#### Texte à lire
À l’école, des professeurs et des camarades curieux me demandent parfois : «Quelle langue parles-tu chez toi? L’anglais ou le mandarin?»
Je leur réponds que je parle les deux.
Je me retrouve parfois à parler «chinglais» sans m’en rendre compte. Il s’agit, bien sûr, du mélange de l’anglais et du chinois. Et ça m’arrive plus souvent que je ne le voudrais.
Une fois, j’ai dit à quelqu’un de «fermer la musique» au lieu «d’arrêter la musique». Même si les mots sont anglais, la grammaire reste chinoise. N’ayant pas sa place dans le monde extérieur, et presque pas à la maison, le «chinglais» appartient aux adolescents se retrouvant entre plusieurs cultures, comme moi.
D’après moi, l’usage de plus en plus répandu du «chinglais» reflète la société de plus en plus variée dans laquelle nous vivons.
Il y a quinze ans, alors que mes parents commençaient à apprendre l’anglais, la mère de ma professeure de mathématiques sino-canadienne lui interdisait de parler cantonais. «Sinon, tu n’arriveras pas à améliorer ton anglais,» avertissait sa mère.
Aujourd’hui, les choses ont changé. En discutant avec mes camarades de classe, je me suis rendue compte que la plupart sont bilingues et fiers de faire partie de plusieurs cultures.
«Nous ne sommes plus confrontés au problème de ça ou ça,» explique Mia, une camarade greco-canadienne. «Nous pouvons accepter tout notre héritage à bras ouverts.» C’est aussi mon avis.
Mais ça n’a pas toujours été aussi facile pour moi. À l’école primaire, j’ai appris que le mot «banane» n’était pas seulement utilisé pour décrire un fruit jaune ramolli; c’est aussi un terme péjoratif utilisé pour décrire les Asiatiques qui se comportaient trop «comme des blancs». La plupart du temps, c’était dit pour plaisanter – mais pas toujours.
Selon le ton de la voix et la personne qui le disait, le vrai message pouvait être : tu n’es pas assez asiatique, donc tu n’es pas l’une d’entre nous.

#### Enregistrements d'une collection
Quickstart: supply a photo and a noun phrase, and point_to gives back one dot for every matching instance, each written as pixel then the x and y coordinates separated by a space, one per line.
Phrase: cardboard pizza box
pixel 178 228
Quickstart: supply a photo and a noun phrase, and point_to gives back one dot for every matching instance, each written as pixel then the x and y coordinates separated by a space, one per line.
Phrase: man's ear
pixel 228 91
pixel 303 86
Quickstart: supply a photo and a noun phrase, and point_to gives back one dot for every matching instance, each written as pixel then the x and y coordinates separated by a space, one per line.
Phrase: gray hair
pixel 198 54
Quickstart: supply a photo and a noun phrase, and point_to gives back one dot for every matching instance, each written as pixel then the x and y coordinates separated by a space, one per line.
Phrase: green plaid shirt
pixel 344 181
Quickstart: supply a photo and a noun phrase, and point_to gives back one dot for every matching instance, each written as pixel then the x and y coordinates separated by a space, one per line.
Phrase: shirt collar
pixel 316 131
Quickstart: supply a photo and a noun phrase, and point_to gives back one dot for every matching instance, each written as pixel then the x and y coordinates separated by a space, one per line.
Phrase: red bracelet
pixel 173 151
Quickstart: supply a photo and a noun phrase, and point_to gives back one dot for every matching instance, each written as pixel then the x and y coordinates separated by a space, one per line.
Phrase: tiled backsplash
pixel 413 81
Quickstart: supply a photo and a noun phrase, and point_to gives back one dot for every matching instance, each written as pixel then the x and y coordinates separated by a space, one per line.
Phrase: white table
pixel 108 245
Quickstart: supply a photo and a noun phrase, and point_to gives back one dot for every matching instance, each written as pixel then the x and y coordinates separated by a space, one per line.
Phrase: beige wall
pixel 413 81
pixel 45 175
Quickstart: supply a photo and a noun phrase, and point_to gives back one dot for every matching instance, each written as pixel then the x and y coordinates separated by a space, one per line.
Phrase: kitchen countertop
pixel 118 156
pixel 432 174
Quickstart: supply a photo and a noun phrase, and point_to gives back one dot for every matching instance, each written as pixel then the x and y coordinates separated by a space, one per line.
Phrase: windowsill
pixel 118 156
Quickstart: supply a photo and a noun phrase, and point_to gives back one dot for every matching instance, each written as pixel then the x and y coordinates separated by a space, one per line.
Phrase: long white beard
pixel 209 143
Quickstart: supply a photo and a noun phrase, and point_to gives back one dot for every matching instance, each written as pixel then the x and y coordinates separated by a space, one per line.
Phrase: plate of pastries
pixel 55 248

#### Travail à faire
1 - D'après le texte sur le «chinglais», que la mère de la professeure de mathématiques sino-canadienne interdisait-elle à sa fille?
2 - Recopiez le passage du texte sur le «chinglais» qui commence aux mots «Je me retrouve» et s'arrête après les mots «avertissait sa mère.».

#### Réponses à l'exercice
1 - Elle lui interdisait de parler cantonais.

2 -
Je me retrouve parfois à parler «chinglais» sans m’en rendre compte. Il s’agit, bien sûr, du mélange de l’anglais et du chinois. Et ça m’arrive plus souvent que je ne le voudrais.
Une fois, j’ai dit à quelqu’un de «fermer la musique» au lieu «d’arrêter la musique». Même si les mots sont anglais, la grammaire reste chinoise. N’ayant pas sa place dans le monde extérieur, et presque pas à la maison, le «chinglais» appartient aux adolescents se retrouvant entre plusieurs cultures, comme moi.
D’après moi, l’usage de plus en plus répandu du «chinglais» reflète la société de plus en plus variée dans laquelle nous vivons.
Il y a quinze ans, alors que mes parents commençaient à apprendre l’anglais, la mère de ma professeure de mathématiques sino-canadienne lui interdisait de parler cantonais. «Sinon, tu n’arriveras pas à améliorer ton anglais,» avertissait sa mère.